Aim of the task -
Copy all the items below, swapping every "deepest" for "farthest" and leaving the rest unchanged.

Provided entries -
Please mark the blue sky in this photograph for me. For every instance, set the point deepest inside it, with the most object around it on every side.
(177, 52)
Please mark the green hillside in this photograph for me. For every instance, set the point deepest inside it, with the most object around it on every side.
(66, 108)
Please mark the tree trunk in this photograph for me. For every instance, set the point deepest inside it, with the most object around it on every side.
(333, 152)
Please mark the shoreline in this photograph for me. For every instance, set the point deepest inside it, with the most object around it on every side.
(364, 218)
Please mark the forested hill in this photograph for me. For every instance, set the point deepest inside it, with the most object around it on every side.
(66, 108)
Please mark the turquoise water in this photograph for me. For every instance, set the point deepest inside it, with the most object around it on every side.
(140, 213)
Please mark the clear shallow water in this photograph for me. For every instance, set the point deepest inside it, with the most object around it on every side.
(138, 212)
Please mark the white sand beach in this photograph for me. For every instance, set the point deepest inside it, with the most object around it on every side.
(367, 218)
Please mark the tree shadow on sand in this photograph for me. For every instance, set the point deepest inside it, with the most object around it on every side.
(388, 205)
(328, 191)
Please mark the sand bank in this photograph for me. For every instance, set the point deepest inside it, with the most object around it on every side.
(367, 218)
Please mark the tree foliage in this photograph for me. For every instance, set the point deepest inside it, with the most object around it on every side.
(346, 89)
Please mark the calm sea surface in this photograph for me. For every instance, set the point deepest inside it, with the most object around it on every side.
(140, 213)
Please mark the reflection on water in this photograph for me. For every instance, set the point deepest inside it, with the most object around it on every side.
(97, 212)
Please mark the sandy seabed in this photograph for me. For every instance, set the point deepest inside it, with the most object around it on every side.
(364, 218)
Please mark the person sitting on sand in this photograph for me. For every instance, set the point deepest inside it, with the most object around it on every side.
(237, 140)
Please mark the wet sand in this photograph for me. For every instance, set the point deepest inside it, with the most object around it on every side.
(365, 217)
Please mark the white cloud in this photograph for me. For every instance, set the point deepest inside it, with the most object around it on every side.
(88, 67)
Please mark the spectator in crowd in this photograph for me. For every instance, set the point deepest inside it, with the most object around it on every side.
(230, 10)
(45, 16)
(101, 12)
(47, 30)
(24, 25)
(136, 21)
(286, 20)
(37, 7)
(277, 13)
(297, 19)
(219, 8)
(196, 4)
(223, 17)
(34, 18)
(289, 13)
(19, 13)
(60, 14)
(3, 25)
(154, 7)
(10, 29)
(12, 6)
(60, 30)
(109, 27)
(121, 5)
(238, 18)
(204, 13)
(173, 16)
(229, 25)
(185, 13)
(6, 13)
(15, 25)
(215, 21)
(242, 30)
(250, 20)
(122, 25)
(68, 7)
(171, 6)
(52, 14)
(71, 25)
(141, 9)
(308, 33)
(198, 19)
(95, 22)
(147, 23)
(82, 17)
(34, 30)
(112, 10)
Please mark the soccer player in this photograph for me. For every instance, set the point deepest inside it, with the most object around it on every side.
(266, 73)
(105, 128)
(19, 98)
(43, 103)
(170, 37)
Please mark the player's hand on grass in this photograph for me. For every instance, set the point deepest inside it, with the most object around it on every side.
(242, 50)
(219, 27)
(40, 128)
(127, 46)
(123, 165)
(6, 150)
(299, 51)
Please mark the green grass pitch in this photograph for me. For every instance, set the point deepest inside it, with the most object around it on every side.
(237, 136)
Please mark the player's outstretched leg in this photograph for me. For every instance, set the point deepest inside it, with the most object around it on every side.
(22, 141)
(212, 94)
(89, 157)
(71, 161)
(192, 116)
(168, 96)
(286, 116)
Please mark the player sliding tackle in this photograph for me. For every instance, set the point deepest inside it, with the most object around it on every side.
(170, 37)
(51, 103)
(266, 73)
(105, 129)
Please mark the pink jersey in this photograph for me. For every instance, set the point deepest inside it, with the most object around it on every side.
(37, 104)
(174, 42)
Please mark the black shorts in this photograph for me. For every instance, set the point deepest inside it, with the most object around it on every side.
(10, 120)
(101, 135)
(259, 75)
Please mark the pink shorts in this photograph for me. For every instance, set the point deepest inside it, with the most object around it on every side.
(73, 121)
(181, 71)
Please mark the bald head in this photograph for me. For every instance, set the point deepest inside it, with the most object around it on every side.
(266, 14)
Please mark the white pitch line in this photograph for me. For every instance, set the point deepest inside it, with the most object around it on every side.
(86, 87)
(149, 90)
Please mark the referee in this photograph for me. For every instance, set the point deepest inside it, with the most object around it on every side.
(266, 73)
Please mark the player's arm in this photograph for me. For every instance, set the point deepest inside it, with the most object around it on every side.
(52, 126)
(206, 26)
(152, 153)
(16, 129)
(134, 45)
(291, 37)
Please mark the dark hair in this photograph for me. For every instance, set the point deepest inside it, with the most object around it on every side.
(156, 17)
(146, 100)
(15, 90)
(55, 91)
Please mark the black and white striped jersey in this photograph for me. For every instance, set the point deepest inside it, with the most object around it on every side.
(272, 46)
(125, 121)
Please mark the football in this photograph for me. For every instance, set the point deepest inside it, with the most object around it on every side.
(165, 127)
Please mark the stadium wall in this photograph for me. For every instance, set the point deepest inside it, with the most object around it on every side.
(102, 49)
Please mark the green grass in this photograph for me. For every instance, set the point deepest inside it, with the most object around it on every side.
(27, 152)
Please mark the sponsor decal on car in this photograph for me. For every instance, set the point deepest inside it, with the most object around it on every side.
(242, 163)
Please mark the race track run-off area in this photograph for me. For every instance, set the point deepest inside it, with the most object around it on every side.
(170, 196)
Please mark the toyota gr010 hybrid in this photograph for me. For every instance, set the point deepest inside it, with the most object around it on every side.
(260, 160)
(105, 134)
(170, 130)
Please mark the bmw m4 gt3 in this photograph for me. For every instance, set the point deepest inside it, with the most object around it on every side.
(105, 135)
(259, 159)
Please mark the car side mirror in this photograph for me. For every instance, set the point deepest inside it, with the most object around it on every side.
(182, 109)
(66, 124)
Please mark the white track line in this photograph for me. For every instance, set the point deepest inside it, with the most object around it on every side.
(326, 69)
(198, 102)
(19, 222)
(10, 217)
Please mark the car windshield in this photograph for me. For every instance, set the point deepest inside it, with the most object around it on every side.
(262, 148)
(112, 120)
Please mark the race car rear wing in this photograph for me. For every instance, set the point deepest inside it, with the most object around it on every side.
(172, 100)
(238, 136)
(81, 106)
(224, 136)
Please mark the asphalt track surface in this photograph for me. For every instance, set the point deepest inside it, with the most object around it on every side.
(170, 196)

Solved exercise -
Please mark the blue sky in this photograph for me. For every instance, set the point farthest inside it, with the most object around it on every side.
(177, 52)
Please mark the green hillside in this photograph for me. For every instance, set the point farthest inside it, with the most object around it on every side.
(66, 108)
Please mark the tree trunk in this photograph for me. For every instance, set the point farthest inside it, with the most object around it on every side.
(333, 152)
Please mark the shoreline in this photograph for me. For every instance, set the point farthest inside it, with the most object around it on every side.
(364, 218)
Please mark the forested hill in this photograph for me. For every instance, set the point farthest inside it, with the most object around it on every side.
(66, 108)
Please mark the turquoise water in this photograph for me. For every instance, set the point farthest inside it, with the most object around it on every side.
(140, 213)
Please mark the clear shallow water in this photograph for me. For every instance, set the point farthest inside it, with the most object around it on every side.
(138, 212)
Please mark the white sand beach in this photograph for me. For every instance, set the point farthest inside it, with the most object around it on every side.
(367, 218)
Please mark the tree shadow on sand in this photograph for me. For every instance, set the point farthest inside it, with the most object around it on every side.
(388, 205)
(328, 191)
Please mark the sand bank in this photograph for me. For every instance, set the point farthest inside it, with the most object around it on every side.
(367, 218)
Please mark the tree foliage in this photograph for me. For every instance, set the point farthest inside it, with the most object around it on every side.
(346, 89)
Please mark the calm sea surface in this photograph for me. For every instance, set the point farthest inside it, with the most object around it on every side.
(140, 213)
Please mark the reflection on water in this photograph for me. For every instance, set the point farthest inside it, with the most object around it on every side.
(97, 212)
Please mark the sandy seabed in this photograph for me. For every instance, set the point farthest inside it, with the most object around it on every side.
(364, 218)
Please mark the person sitting on sand in this photograph for me. For every instance, set the point farthest inside it, with the most object around it on every side.
(237, 140)
Please mark the wet sand in this photograph for me. For every instance, set the point farthest inside it, with the most object around it on every side.
(365, 217)
Please mark the white cloud in this photograph for me. For every instance, set the point farthest inside it, with the most object around it on every side.
(88, 67)
Please mark the spectator in crowd in this photograph for me. For every instance, set the point farthest inside it, with the most object around it on every side.
(230, 10)
(45, 16)
(101, 12)
(47, 30)
(24, 25)
(136, 21)
(286, 20)
(37, 7)
(277, 13)
(297, 19)
(219, 8)
(196, 4)
(223, 17)
(34, 18)
(289, 13)
(19, 13)
(60, 14)
(3, 25)
(154, 7)
(10, 29)
(12, 6)
(60, 30)
(109, 27)
(121, 5)
(238, 18)
(204, 13)
(173, 16)
(229, 25)
(185, 13)
(6, 13)
(15, 25)
(215, 21)
(242, 30)
(250, 20)
(122, 25)
(68, 7)
(171, 6)
(52, 14)
(71, 25)
(141, 9)
(308, 33)
(198, 19)
(95, 22)
(147, 23)
(82, 17)
(34, 30)
(112, 10)
Please mark the soccer player in this photograph for me. For every instance, set the point farthest inside it, with the most object around it on every side.
(266, 73)
(105, 128)
(19, 98)
(43, 103)
(170, 37)
Please mark the player's hand on grass in this photograph for me. For every instance, set the point farthest inside it, with the most object around it on every side.
(242, 50)
(219, 27)
(40, 128)
(127, 46)
(123, 165)
(6, 150)
(299, 51)
Please mark the green grass pitch in this photograph for me. For every instance, set the point farthest inside it, with the most object around it on every side.
(237, 136)
Please mark the player's outstretched leg in this photograph for me. For every instance, set the point farthest inside it, with the most object around it on every side.
(22, 141)
(212, 94)
(89, 157)
(71, 161)
(192, 116)
(168, 96)
(286, 116)
Please mark the player sliding tackle in this photograph for me. For every instance, set the point farthest inside it, with the most object around it on every side.
(170, 37)
(51, 103)
(266, 73)
(105, 129)
Please mark the pink jersey in this photograph for me. For every instance, set the point farthest inside it, with the most object around it on every side.
(37, 104)
(174, 42)
Please mark the black shorts in this photograph for me. For every instance, set the point farthest inside it, with the most object around it on every side.
(10, 120)
(101, 135)
(259, 75)
Please mark the pink shorts in this photograph for me. For every instance, set the point farthest inside it, with the most object around it on every side.
(73, 121)
(181, 71)
Please mark the bald head in this photograph for me. For every instance, set the point farthest inside it, with the most object around it on every side.
(266, 14)
Please mark the white pitch line in this photograph for me. For every instance, set the point farthest inside it, with the most object around it on every side.
(86, 87)
(149, 90)
Please mark the referee in this photograph for me. For every instance, set the point farthest inside it, with the most object around it on every side.
(266, 73)
Please mark the player's arm in this photograph for me. For every instance, set the point farthest inside it, with the most object around it on every side.
(52, 126)
(206, 26)
(152, 153)
(16, 129)
(134, 45)
(291, 37)
Please mark the dark hair in this photograph for me. For every instance, set the point farthest inside it, with the most object around it on every side.
(156, 17)
(146, 100)
(15, 90)
(55, 91)
Please mark the black and white striped jersey in this photograph for me. For every instance, set the point farthest inside it, with the most object around it on every side.
(272, 46)
(125, 121)
Please mark the football in this photograph for me. For every instance, set the point farthest inside it, with the most object around it on every side.
(165, 127)
Please mark the stadium wall in this photograph for me. For every instance, set the point farthest inside it, with the most object around it on every side.
(102, 49)
Please mark the green grass in this photograph for me. For every instance, set the point farthest inside it, with the most object around it on every side.
(27, 152)
Please mark the sponsor decal on car in this photograph for me. For every instance, set the point farthest inside it, with the most object around it on every side.
(242, 163)
Please mark the race track run-off area in this photograph for me. For every instance, set the point farthest inside it, with the most object around it on every side.
(170, 196)
Please mark the toyota gr010 hybrid in this photograph for me. For every instance, set the point farthest inside it, with the most object around it on every side.
(260, 160)
(105, 134)
(170, 130)
Please mark the bmw m4 gt3 in this photograph for me. For every instance, set the point farthest inside it, with the most object around it on every side.
(105, 135)
(259, 159)
Please mark the car side mirror in this photograph for me. For every instance, set the point farthest inside it, with the most object around it on every side.
(182, 109)
(66, 124)
Please mark the white track line in this photograph for me. For every instance, set the point farthest inside it, with the most object around it on every side.
(326, 69)
(198, 102)
(19, 222)
(10, 217)
Please mark the car windshield in this photograph for me. For every instance, set the point farthest inside it, with the most object around it on every side.
(262, 148)
(112, 120)
Please mark the race car rear wing in this photograph for me. For every instance, set the point farthest inside it, with the most object around it on every side.
(172, 100)
(238, 136)
(81, 106)
(224, 136)
Please mark the asphalt track surface in this photograph for me. For every instance, set the point farthest inside it, with the most object around it on every side.
(170, 196)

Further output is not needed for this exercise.